## Task to carry out
When the word "white" shows up in a line of the data below, copy that whole line.

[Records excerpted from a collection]
┄┄┄┄┄┄┄┄┄┄
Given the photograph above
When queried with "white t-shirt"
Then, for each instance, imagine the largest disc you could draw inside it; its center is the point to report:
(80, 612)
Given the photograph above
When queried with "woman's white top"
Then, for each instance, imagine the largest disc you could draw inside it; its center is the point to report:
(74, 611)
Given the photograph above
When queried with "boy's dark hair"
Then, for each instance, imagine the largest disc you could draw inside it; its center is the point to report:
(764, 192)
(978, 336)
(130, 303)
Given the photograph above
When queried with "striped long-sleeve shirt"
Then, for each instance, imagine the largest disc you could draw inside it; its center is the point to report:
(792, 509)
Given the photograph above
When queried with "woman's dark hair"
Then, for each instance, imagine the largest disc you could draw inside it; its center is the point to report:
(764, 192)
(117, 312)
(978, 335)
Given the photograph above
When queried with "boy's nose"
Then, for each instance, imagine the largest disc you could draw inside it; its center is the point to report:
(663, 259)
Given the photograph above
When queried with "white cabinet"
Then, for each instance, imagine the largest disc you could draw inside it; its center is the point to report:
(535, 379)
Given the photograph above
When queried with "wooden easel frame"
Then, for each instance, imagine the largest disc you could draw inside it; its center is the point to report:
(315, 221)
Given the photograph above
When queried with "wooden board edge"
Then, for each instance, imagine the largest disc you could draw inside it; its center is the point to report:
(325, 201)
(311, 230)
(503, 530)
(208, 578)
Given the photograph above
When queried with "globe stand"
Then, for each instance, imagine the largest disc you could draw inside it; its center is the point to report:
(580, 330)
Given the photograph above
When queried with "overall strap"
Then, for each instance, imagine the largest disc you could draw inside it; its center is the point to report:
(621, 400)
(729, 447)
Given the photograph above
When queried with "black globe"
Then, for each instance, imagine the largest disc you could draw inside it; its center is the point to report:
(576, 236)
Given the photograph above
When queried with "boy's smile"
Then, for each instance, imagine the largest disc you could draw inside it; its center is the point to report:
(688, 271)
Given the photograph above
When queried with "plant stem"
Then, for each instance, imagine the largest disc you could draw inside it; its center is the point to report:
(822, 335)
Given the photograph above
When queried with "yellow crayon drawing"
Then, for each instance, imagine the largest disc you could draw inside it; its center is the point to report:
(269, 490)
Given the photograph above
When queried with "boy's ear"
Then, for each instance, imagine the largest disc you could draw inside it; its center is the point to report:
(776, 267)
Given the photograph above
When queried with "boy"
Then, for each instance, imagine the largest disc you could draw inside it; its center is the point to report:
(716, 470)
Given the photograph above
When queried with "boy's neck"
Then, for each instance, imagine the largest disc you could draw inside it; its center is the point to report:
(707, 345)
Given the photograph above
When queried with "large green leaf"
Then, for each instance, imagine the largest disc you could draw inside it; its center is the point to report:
┄┄┄┄┄┄┄┄┄┄
## Answer to this problem
When queried with "white t-shirt"
When queried with "woman's white top"
When queried with "white cabinet"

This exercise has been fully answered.